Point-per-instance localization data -
......

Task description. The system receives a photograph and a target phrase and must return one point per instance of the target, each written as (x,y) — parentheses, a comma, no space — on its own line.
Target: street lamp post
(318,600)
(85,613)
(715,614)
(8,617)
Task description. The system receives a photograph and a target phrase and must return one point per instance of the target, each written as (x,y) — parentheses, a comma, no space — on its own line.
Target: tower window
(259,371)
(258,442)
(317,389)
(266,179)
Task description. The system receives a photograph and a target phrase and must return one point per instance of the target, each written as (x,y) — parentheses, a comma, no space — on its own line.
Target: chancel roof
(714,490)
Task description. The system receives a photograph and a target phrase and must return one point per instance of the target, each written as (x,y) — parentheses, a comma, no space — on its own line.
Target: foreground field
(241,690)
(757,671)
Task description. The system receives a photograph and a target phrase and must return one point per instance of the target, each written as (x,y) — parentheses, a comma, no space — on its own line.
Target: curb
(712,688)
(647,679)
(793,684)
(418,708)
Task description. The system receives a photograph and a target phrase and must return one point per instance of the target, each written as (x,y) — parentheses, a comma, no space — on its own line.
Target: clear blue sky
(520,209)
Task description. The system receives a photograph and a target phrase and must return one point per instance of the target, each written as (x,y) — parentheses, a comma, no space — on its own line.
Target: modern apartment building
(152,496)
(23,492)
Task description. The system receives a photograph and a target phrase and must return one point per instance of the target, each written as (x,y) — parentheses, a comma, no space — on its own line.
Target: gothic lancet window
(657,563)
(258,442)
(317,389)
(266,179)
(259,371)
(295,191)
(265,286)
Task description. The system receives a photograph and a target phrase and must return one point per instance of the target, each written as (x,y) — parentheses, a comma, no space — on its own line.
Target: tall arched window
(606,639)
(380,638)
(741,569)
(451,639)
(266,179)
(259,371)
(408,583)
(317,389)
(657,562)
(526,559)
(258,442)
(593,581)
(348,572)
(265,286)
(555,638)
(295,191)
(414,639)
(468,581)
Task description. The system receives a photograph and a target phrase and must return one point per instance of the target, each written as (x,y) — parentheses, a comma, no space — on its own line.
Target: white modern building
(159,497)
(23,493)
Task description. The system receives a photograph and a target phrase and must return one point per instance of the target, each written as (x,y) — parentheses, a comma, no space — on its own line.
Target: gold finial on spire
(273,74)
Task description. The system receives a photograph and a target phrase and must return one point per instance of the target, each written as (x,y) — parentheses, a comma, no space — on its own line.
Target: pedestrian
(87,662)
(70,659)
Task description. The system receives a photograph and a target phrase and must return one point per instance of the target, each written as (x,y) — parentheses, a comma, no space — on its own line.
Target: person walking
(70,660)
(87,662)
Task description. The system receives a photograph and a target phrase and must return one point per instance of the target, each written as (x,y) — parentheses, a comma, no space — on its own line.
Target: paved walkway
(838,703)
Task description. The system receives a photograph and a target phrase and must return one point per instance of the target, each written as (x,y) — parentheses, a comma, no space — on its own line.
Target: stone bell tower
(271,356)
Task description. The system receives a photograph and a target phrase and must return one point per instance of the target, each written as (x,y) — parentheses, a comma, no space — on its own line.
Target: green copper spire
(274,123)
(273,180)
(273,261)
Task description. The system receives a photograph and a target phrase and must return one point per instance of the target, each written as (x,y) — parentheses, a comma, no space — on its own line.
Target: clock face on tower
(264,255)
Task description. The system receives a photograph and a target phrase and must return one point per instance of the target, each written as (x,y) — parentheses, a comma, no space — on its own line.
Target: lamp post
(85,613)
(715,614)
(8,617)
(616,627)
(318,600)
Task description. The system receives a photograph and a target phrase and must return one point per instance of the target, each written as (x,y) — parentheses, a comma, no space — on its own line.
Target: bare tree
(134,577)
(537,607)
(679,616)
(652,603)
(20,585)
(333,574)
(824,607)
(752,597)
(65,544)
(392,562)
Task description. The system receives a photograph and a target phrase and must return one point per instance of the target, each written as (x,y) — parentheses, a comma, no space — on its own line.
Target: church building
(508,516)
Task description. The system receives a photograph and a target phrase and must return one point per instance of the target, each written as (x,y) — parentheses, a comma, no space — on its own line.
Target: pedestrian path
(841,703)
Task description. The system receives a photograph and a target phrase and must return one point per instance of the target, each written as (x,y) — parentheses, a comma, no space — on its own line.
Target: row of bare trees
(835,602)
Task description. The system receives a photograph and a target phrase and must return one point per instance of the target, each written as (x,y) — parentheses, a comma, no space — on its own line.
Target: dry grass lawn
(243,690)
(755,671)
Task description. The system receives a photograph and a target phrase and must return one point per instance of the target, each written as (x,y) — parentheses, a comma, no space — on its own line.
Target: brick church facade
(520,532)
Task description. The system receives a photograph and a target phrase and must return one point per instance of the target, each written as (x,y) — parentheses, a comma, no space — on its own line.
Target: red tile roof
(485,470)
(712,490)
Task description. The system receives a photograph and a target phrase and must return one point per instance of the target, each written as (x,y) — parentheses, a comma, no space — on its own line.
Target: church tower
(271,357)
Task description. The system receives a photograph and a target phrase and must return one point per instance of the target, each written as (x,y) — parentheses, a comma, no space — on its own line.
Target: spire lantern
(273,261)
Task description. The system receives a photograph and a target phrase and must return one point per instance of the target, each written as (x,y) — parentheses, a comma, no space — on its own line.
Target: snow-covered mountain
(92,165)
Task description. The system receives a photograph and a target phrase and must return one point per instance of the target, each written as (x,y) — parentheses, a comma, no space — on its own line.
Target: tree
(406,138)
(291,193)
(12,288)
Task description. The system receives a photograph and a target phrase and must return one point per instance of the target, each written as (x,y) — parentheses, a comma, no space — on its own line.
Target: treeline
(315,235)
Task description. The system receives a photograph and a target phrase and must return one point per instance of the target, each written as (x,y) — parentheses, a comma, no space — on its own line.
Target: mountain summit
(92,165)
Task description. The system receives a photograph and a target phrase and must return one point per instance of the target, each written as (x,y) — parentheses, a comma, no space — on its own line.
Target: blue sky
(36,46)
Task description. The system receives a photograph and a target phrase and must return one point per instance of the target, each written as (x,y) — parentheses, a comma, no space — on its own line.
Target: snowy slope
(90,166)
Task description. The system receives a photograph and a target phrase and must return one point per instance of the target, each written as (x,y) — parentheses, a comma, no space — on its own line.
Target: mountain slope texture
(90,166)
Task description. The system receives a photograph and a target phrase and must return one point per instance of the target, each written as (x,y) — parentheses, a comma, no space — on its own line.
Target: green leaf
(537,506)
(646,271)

......

The task -
Each record must be printed again, word for word, with nothing dropped.

Solved exercise -
Task description. The system receives a photograph and a target phrase and must return one point per instance of the target, each written as (x,y) — parentheses, a comma, no space — on its own line.
Target: street lamp post
(318,600)
(85,613)
(715,614)
(8,617)
Task description. The system receives a photograph and a target phrase and must return one point per instance of the target, each written as (x,y) — parentheses, a comma, no space — on its own line.
Target: tower window
(259,371)
(258,442)
(317,389)
(266,179)
Task description. The system receives a photograph and a target phrase and must return one point per instance of the target, each written as (x,y) — parentheses, a comma, no space — on its own line.
Target: chancel roof
(714,490)
Task description. The system receives a photograph and a target phrase and must return one point per instance of the target, each written as (x,y) — parentheses, a comma, no space — on its own line.
Target: foreground field
(241,690)
(757,671)
Task description. The system receives a photograph and a target phrase and must return one point per instance of the target, each written as (x,y) — parentheses, a comma, no space — on its own line.
Target: curb
(712,688)
(647,679)
(793,684)
(418,708)
Task description. The system receives a photograph and a target phrase and must return one point per instance of the target, each written as (x,y) — parentheses, a comma, no space — on its own line.
Target: clear blue sky
(520,209)
Task description. The system receives a photograph and a target phrase and must return one point per instance of the target, each written as (x,y) — parentheses, a comma, no space — on its own line.
Target: modern apartment building
(152,496)
(23,492)
Task description. The system receives a photograph and a target phrase and must return one point per instance of the target, each written as (x,y) — parentheses, a comma, no space — on its own line.
Target: gothic lancet window
(657,563)
(258,442)
(317,389)
(266,179)
(259,371)
(295,191)
(265,286)
Task description. The system receives a photograph and a target phrase and must return one point per instance of the target, each written as (x,y) — parentheses, a comma, no space — on its own line.
Target: tall arched window
(606,639)
(380,638)
(741,569)
(451,639)
(266,179)
(259,371)
(408,583)
(317,389)
(657,562)
(526,559)
(258,442)
(593,581)
(348,572)
(265,286)
(555,638)
(295,191)
(414,639)
(468,581)
Task description. The system receives a photograph and a target phrase and must return one point per instance of the target, each written as (x,y) — parentheses, a comma, no space — on its own line.
Target: white modern building
(159,497)
(23,493)
Task description. The system receives a photograph and a target phrase and must return one point per instance of the target, each written as (x,y) — parentheses, a comma, no space — on its own line.
Target: gold finial on spire
(273,74)
Task description. The system receives a photograph and a target phrase and must return one point per instance of the target, each written as (x,y) — parentheses, a comma, no space — on its own line.
Target: pedestrian
(87,662)
(70,659)
Task description. The system receives a photograph and a target phrase and must return one point per instance of the target, each written as (x,y) — parentheses, a comma, no space — on its own line.
Target: person walking
(70,660)
(87,662)
Task description. The system receives a photograph and a target phrase and must return one point per instance of the target, each written as (x,y) — parentheses, a comma, no space — on its own line.
Target: paved walkway
(838,703)
Task description. The system receives a photograph and a target phrase and must return one point per instance of the target, each written as (x,y) — parentheses, a comma, no space — on its own line.
Target: stone bell tower
(271,356)
Task description. The system receives a photograph and a target phrase and must return one point per instance of the target, each written as (x,y) — parentheses, a comma, no space — on its own line.
Target: green copper spire
(274,123)
(273,180)
(273,261)
Task description. The system receives a photograph and a target phrase and must return one point per instance of the target, each written as (x,y) — parentheses, a comma, no space — on its own line.
Target: clock face on tower
(264,255)
Task description. The system receives a photograph and a target phrase and must return one point per instance of the target, each written as (x,y) — parentheses, a comma, no space — on its own line.
Target: lamp post
(85,613)
(715,614)
(8,617)
(616,627)
(318,600)
Task description. The system receives a photograph and a target phrase and must return one point per instance of the target, each written as (x,y) — parentheses, a comma, no space — on its own line.
Target: bare tree
(134,577)
(537,607)
(679,616)
(652,603)
(20,585)
(333,574)
(824,607)
(752,597)
(65,544)
(392,562)
Task description. The system receives a photograph and a target phrase and must return one point per instance of the target, each written as (x,y) — parentheses, a comma, no space — on its own line.
Target: church building
(508,516)
Task description. The system receives a photograph and a target phrase and must return one point per instance of the target, each written as (x,y) — parentheses, a comma, no space — on its own line.
Target: pedestrian path
(841,703)
Task description. The system receives a photograph and a target phrase and must return one point per instance of the target, each written as (x,y) — parentheses, a comma, no space — on its own line.
Target: row of bare trees
(835,602)
Task description. The system receives a photograph and a target phrase and must return one point per instance of the target, each written as (x,y) — parentheses, a comma, no space — on its own line.
Target: dry grass lawn
(243,690)
(755,671)
Task description. The system receives a photograph and a target phrase and must return one point per instance of the target, each written as (x,y) — parentheses, a comma, no space — on its own line.
Target: brick church facade
(520,532)
Task description. The system receives a photograph and a target phrase and must return one point per instance of the target, each written as (x,y) — parentheses, a comma, no space — on its own line.
Target: red tile roof
(485,470)
(712,490)
Task description. The system receives a photograph and a target phrase and must return one point per instance of the target, each written as (x,y) — parentheses, a comma, no space — on its own line.
Target: church tower
(271,357)
Task description. The system receives a photograph and a target phrase and must return one point per instance of the target, each written as (x,y) — parentheses, a comma, no space — on its own line.
Target: spire lantern
(273,261)
Task description. The system receives a photograph and a target phrase and must return one point per instance of the target, each written as (x,y) — parentheses, a comma, no space — on its own line.
Target: snow-covered mountain
(92,165)
Task description. The system receives a photograph and a target phrase and must return one point per instance of the target, each written as (x,y) — parentheses, a comma, no space — on its own line.
Target: tree
(406,138)
(291,193)
(12,288)
Task description. The system receives a photograph and a target phrase and must return one point per instance of the target, each written as (x,y) — parentheses, a comma, no space — on its own line.
Target: treeline
(315,235)
Task description. The system receives a photograph and a target phrase and must return one point per instance of the target, each written as (x,y) — parentheses, a comma, no space — on its own line.
Target: mountain summit
(92,165)
Task description. The system receives a photograph and a target phrase and must return one point per instance of the target, each written as (x,y) — parentheses, a comma, no space — on its own line.
Target: blue sky
(36,46)
Task description. The system receives a photograph and a target phrase and must return one point per instance of the target, each written as (x,y) — parentheses, a comma, no space — on its own line.
Target: snowy slope
(90,166)
Task description. The system receives a photograph and a target phrase and must return one point per instance of the target, each written as (x,y) — parentheses, a comma, no space — on its own line.
Target: mountain slope texture
(90,166)
Task description. The system receives a photograph and a target phrase and must return one point per instance of the target, each written as (x,y) — parentheses, a comma, no space — on its own line.
Target: green leaf
(537,506)
(646,271)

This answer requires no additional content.